§ **WHAT TO PRODUCE**: Pick out each line in the records below that contains the word "metal", and copy those lines.

§ **DATA SHOWN**:
[BEGIN]

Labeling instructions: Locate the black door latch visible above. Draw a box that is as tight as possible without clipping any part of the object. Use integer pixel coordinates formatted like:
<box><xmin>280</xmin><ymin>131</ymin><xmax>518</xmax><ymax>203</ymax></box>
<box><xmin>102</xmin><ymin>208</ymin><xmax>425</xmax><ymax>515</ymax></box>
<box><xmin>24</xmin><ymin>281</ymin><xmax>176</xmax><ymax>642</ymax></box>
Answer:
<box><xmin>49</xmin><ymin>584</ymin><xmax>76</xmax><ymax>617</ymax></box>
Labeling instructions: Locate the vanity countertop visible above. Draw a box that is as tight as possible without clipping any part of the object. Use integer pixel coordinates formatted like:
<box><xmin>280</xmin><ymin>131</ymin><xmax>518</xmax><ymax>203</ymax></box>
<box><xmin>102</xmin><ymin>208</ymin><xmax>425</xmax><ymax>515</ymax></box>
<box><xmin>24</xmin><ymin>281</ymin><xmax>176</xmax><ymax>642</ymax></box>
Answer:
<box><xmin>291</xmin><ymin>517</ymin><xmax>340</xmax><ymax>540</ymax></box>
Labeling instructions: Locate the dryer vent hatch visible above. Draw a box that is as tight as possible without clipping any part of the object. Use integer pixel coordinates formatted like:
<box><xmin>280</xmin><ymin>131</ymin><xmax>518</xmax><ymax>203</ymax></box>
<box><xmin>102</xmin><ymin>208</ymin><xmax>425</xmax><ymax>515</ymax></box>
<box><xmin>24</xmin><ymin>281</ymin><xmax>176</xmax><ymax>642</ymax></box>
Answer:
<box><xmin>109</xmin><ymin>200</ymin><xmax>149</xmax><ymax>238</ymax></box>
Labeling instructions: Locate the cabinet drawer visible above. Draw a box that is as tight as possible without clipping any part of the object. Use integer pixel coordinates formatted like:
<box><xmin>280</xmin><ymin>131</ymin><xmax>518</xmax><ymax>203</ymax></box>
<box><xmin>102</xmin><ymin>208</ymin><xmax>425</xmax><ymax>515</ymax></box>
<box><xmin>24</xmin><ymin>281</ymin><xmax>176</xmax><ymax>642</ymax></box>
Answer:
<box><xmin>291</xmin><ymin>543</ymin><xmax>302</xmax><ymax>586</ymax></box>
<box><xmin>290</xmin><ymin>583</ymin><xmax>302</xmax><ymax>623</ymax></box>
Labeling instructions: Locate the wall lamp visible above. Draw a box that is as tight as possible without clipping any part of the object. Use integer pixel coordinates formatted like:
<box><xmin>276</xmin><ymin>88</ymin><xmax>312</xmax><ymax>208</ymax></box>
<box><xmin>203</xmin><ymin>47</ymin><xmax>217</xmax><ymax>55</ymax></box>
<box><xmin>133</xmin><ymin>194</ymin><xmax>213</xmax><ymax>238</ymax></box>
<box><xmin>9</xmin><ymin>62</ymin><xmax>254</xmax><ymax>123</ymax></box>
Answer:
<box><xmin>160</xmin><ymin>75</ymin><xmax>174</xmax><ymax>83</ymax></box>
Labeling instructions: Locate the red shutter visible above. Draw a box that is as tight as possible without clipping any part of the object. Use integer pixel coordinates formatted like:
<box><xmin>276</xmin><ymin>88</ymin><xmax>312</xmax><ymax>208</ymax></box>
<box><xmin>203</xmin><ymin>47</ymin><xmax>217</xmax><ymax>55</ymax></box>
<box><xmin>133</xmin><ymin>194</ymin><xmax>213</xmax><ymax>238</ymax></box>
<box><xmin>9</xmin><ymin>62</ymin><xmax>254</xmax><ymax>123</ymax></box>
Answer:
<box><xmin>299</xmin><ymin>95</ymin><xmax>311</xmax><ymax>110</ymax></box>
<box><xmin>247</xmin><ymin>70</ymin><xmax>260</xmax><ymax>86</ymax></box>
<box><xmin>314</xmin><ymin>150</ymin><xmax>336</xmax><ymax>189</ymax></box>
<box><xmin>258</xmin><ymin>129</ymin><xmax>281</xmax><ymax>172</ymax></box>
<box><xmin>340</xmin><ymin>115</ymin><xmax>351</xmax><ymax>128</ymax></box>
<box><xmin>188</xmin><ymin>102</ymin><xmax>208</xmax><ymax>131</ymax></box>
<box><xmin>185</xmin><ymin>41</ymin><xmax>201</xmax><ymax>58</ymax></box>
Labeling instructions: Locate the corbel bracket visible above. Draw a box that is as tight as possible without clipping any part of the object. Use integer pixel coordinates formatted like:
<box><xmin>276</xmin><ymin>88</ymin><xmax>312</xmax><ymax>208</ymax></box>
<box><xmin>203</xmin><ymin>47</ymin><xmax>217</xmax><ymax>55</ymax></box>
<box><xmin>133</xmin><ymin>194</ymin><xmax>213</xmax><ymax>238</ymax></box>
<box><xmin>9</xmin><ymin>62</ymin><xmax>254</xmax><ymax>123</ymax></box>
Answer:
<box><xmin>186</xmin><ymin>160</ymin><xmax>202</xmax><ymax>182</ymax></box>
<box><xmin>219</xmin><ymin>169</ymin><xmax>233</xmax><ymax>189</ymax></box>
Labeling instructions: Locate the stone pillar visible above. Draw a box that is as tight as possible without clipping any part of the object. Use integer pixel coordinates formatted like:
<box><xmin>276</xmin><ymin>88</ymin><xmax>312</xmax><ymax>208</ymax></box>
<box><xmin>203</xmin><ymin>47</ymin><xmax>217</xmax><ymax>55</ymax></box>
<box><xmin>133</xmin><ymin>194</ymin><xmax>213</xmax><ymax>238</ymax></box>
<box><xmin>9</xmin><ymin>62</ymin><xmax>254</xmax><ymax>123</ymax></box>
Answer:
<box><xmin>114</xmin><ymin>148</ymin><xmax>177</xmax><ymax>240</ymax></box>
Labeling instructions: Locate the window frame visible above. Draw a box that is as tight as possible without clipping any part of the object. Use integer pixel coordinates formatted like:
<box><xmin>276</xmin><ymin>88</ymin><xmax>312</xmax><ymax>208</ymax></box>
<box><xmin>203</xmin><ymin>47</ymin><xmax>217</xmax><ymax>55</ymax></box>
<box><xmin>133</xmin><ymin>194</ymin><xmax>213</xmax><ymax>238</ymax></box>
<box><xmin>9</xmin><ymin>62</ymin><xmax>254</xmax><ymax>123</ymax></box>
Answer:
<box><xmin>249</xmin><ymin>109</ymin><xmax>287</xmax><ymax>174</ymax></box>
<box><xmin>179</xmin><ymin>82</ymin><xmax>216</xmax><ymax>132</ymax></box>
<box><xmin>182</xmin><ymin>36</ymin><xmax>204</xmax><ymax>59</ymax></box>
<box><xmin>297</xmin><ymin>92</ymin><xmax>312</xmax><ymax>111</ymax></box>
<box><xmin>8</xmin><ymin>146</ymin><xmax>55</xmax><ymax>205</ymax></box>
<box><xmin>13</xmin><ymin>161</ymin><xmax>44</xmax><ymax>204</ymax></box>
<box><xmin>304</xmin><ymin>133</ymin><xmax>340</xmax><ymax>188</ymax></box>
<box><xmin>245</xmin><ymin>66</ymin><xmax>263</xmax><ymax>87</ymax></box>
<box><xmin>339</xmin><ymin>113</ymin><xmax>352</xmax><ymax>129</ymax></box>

[END]
[BEGIN]

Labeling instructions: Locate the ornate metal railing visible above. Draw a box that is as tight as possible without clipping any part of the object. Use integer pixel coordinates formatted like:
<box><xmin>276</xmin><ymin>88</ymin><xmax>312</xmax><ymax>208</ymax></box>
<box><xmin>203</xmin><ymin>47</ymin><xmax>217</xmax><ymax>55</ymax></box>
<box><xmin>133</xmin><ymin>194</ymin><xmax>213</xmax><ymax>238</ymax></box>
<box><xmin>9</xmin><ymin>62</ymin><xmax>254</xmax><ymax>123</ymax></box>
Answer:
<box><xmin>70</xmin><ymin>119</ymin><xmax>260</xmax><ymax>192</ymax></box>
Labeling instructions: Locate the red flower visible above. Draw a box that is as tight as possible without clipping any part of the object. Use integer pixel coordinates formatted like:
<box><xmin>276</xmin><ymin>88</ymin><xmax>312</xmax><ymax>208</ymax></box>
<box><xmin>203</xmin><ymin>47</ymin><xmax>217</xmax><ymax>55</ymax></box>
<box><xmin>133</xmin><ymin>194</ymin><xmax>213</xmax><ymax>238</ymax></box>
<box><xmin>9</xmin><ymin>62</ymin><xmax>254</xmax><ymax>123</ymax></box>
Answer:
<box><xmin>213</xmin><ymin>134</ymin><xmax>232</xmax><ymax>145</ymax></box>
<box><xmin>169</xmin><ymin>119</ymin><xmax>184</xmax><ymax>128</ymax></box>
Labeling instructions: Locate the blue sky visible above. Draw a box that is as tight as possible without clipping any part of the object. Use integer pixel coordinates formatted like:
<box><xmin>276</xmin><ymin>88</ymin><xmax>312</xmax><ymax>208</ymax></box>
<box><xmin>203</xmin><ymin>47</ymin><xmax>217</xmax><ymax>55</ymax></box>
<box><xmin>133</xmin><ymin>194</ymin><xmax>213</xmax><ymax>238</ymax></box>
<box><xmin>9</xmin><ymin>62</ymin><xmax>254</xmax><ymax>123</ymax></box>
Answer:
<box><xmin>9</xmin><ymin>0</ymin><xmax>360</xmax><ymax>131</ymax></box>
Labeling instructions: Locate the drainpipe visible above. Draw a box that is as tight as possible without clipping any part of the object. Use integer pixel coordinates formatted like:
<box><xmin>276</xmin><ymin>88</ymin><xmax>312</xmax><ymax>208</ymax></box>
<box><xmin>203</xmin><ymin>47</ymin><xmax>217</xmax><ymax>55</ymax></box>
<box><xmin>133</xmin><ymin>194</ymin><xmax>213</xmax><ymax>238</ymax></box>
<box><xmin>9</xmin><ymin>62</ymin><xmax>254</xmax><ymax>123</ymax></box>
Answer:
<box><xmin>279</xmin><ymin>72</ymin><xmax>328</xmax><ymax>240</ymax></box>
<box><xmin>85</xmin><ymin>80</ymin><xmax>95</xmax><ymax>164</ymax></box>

[END]

§ **THE SOLUTION**:
Labeling instructions: Locate the ornate metal railing visible above. Draw a box that is as tight as possible without clipping any part of the object. Use integer pixel coordinates formatted like:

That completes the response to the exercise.